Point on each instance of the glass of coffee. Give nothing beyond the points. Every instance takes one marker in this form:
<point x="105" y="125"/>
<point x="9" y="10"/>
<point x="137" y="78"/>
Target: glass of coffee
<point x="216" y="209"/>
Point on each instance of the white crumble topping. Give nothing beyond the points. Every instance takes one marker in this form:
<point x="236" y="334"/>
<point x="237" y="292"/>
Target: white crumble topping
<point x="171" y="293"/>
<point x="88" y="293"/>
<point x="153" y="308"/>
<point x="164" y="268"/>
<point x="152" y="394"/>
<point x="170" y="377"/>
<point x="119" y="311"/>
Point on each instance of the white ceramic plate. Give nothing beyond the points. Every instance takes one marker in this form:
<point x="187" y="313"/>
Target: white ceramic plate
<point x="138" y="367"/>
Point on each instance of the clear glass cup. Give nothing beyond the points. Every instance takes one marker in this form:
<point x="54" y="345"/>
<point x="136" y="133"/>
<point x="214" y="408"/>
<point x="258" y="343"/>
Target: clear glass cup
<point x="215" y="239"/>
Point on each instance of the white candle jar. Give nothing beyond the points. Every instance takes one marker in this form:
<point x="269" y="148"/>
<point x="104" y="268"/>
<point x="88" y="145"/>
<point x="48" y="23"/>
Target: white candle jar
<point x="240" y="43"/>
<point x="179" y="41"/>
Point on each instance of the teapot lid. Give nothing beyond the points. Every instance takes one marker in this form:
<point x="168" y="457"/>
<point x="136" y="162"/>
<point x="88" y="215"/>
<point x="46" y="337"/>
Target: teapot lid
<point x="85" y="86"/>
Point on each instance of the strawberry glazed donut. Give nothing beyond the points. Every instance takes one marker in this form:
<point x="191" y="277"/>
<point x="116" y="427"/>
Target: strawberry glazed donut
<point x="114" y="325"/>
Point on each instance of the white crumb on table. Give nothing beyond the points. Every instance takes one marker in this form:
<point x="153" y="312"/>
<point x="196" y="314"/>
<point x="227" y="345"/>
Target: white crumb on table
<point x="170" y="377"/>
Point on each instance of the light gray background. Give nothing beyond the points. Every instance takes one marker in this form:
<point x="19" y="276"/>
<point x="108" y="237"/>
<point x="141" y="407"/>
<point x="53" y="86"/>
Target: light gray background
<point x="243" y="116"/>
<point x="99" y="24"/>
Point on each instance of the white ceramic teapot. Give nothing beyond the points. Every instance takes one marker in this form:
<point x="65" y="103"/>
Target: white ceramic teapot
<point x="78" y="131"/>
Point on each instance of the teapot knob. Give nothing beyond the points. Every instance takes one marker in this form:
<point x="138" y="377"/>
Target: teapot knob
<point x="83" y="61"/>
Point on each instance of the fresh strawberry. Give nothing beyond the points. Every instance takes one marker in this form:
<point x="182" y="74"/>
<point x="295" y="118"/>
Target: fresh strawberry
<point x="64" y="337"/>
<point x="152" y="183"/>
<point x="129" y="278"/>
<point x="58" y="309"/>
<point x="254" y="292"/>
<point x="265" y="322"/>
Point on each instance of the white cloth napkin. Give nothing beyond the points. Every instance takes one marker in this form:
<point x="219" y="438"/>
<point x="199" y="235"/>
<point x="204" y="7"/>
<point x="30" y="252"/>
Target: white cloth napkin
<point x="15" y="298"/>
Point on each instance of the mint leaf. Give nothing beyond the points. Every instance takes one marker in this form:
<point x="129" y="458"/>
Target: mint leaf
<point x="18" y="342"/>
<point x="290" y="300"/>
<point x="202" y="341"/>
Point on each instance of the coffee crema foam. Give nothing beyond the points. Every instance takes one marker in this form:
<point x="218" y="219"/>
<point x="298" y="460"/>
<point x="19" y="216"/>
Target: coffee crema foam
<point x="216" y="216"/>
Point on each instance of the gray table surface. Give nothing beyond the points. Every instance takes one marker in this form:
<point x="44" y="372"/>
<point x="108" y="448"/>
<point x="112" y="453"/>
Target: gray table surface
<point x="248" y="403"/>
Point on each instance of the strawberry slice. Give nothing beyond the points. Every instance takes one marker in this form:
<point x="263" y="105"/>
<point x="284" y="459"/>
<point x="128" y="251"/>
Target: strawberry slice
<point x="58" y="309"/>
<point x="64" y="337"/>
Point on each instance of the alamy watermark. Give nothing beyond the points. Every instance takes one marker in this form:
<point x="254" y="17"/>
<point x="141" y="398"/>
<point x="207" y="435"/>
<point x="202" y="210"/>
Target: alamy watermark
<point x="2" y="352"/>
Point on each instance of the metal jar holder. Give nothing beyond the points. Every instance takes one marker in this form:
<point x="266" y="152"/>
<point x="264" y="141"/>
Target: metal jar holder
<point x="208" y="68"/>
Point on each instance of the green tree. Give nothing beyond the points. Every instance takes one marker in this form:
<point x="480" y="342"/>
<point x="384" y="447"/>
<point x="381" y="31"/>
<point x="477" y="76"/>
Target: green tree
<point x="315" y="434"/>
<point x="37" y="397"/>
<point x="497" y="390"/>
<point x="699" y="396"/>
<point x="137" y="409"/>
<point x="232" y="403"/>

→ **Requirement**
Turn every line of the records above into a JSON list of strings, one string per line, leaving out any blank lines.

→ **Task result**
[
  "Point on each instance of the glass of coffee. Give nothing beyond the points. Every instance takes one marker in this form:",
  "<point x=\"105\" y=\"125\"/>",
  "<point x=\"9\" y=\"10\"/>",
  "<point x=\"137\" y=\"78\"/>",
  "Target: glass of coffee",
  "<point x=\"216\" y=\"209\"/>",
  "Point on each instance of the white crumble topping. Give nothing beyond the points. Every instance takes one marker in this form:",
  "<point x=\"236\" y=\"334\"/>",
  "<point x=\"237\" y=\"292\"/>",
  "Target: white crumble topping",
  "<point x=\"171\" y=\"293\"/>",
  "<point x=\"88\" y=\"293\"/>",
  "<point x=\"153\" y=\"308\"/>",
  "<point x=\"164\" y=\"268\"/>",
  "<point x=\"152\" y=\"394\"/>",
  "<point x=\"170\" y=\"377\"/>",
  "<point x=\"119\" y=\"311\"/>",
  "Point on each instance of the white ceramic plate. Give nothing beyond the points. Every instance takes one marker in this form:",
  "<point x=\"187\" y=\"313\"/>",
  "Target: white ceramic plate",
  "<point x=\"138\" y=\"367\"/>",
  "Point on each instance of the clear glass cup. Give nothing beyond the points. Every instance takes one marker in this form:",
  "<point x=\"54\" y=\"345\"/>",
  "<point x=\"136\" y=\"133\"/>",
  "<point x=\"214\" y=\"408\"/>",
  "<point x=\"258\" y=\"343\"/>",
  "Target: clear glass cup",
  "<point x=\"215\" y=\"239\"/>",
  "Point on each instance of the white candle jar. Give nothing beyond the points. Every instance takes one marker in this form:",
  "<point x=\"269\" y=\"148\"/>",
  "<point x=\"104\" y=\"268\"/>",
  "<point x=\"88\" y=\"145\"/>",
  "<point x=\"48\" y=\"23\"/>",
  "Target: white candle jar",
  "<point x=\"240\" y=\"43\"/>",
  "<point x=\"179\" y=\"41\"/>",
  "Point on each instance of the teapot lid. Give nothing beyond the points. Every instance takes one marker in this form:",
  "<point x=\"168\" y=\"457\"/>",
  "<point x=\"136\" y=\"162\"/>",
  "<point x=\"88\" y=\"215\"/>",
  "<point x=\"46\" y=\"337\"/>",
  "Target: teapot lid",
  "<point x=\"85\" y=\"86\"/>",
  "Point on each instance of the strawberry glazed donut. Give nothing beyond the points. Every instance takes one marker in this form:",
  "<point x=\"191\" y=\"277\"/>",
  "<point x=\"116\" y=\"427\"/>",
  "Target: strawberry glazed donut",
  "<point x=\"114\" y=\"325\"/>",
  "Point on each instance of the white crumb on table. Give nothing beyond the points. Every instance takes one marker in this form:",
  "<point x=\"153\" y=\"312\"/>",
  "<point x=\"196\" y=\"314\"/>",
  "<point x=\"227\" y=\"345\"/>",
  "Target: white crumb on table",
  "<point x=\"170\" y=\"377\"/>",
  "Point on each instance of the light gray background. Give nothing beyond the points. Every instance takes one marker in this form:",
  "<point x=\"19\" y=\"276\"/>",
  "<point x=\"108\" y=\"237\"/>",
  "<point x=\"141\" y=\"407\"/>",
  "<point x=\"53\" y=\"86\"/>",
  "Target: light gray background",
  "<point x=\"243\" y=\"116\"/>",
  "<point x=\"99\" y=\"24\"/>",
  "Point on each instance of the white ceramic teapot. Give nothing beyond the points. Every instance takes one marker in this form:",
  "<point x=\"65\" y=\"103\"/>",
  "Target: white ceramic teapot",
  "<point x=\"78\" y=\"131\"/>",
  "Point on each instance of the teapot knob. Give nothing beyond the points. Every instance takes one marker in this form:",
  "<point x=\"138\" y=\"377\"/>",
  "Target: teapot knob",
  "<point x=\"83\" y=\"61\"/>",
  "Point on each instance of the fresh strawberry. Give nothing beyond the points. Every instance takes one marker in this form:",
  "<point x=\"182\" y=\"74\"/>",
  "<point x=\"295\" y=\"118\"/>",
  "Target: fresh strawberry",
  "<point x=\"64\" y=\"337\"/>",
  "<point x=\"152\" y=\"183\"/>",
  "<point x=\"129\" y=\"278\"/>",
  "<point x=\"58\" y=\"309\"/>",
  "<point x=\"254\" y=\"292\"/>",
  "<point x=\"265\" y=\"322\"/>",
  "Point on each instance of the white cloth napkin. Give nothing beyond the points. Every instance takes one marker in this form:",
  "<point x=\"219\" y=\"438\"/>",
  "<point x=\"199\" y=\"235\"/>",
  "<point x=\"204\" y=\"7\"/>",
  "<point x=\"30\" y=\"252\"/>",
  "Target: white cloth napkin",
  "<point x=\"15\" y=\"298\"/>",
  "Point on each instance of the mint leaf. Give nothing beyond the points. Every instance takes one marker in this form:",
  "<point x=\"129\" y=\"458\"/>",
  "Target: mint leaf",
  "<point x=\"18\" y=\"342\"/>",
  "<point x=\"290\" y=\"300\"/>",
  "<point x=\"202\" y=\"341\"/>",
  "Point on each instance of the coffee crema foam. Give nothing beyond the points. Every instance takes one marker in this form:",
  "<point x=\"218\" y=\"219\"/>",
  "<point x=\"298\" y=\"460\"/>",
  "<point x=\"19\" y=\"216\"/>",
  "Target: coffee crema foam",
  "<point x=\"216\" y=\"216\"/>",
  "Point on each instance of the gray table surface. Give nothing beyond the points. Every instance takes one marker in this form:",
  "<point x=\"44\" y=\"372\"/>",
  "<point x=\"108\" y=\"448\"/>",
  "<point x=\"112\" y=\"453\"/>",
  "Target: gray table surface",
  "<point x=\"248\" y=\"403\"/>",
  "Point on each instance of the strawberry slice. Give nothing beyond the points. Every instance takes one marker in this form:",
  "<point x=\"263\" y=\"105\"/>",
  "<point x=\"284\" y=\"459\"/>",
  "<point x=\"128\" y=\"251\"/>",
  "Target: strawberry slice",
  "<point x=\"58\" y=\"309\"/>",
  "<point x=\"64\" y=\"337\"/>",
  "Point on each instance of the alamy watermark. Give nothing beyond the points. Every instance takes one marker in this form:",
  "<point x=\"254\" y=\"17\"/>",
  "<point x=\"141\" y=\"398\"/>",
  "<point x=\"207\" y=\"435\"/>",
  "<point x=\"202\" y=\"210\"/>",
  "Target: alamy watermark",
  "<point x=\"2\" y=\"352\"/>",
  "Point on each instance of the metal jar holder. Give nothing beyond the points. Every instance takes one marker in this form:",
  "<point x=\"266\" y=\"152\"/>",
  "<point x=\"264\" y=\"141\"/>",
  "Target: metal jar holder",
  "<point x=\"208\" y=\"68\"/>",
  "Point on each instance of the green tree. Give nothing beyond the points. Every instance takes one marker in this form:",
  "<point x=\"480\" y=\"342\"/>",
  "<point x=\"384\" y=\"447\"/>",
  "<point x=\"381\" y=\"31\"/>",
  "<point x=\"477\" y=\"76\"/>",
  "Target: green tree",
  "<point x=\"315\" y=\"434\"/>",
  "<point x=\"37\" y=\"397\"/>",
  "<point x=\"497\" y=\"390\"/>",
  "<point x=\"699\" y=\"396\"/>",
  "<point x=\"137\" y=\"409\"/>",
  "<point x=\"232\" y=\"403\"/>"
]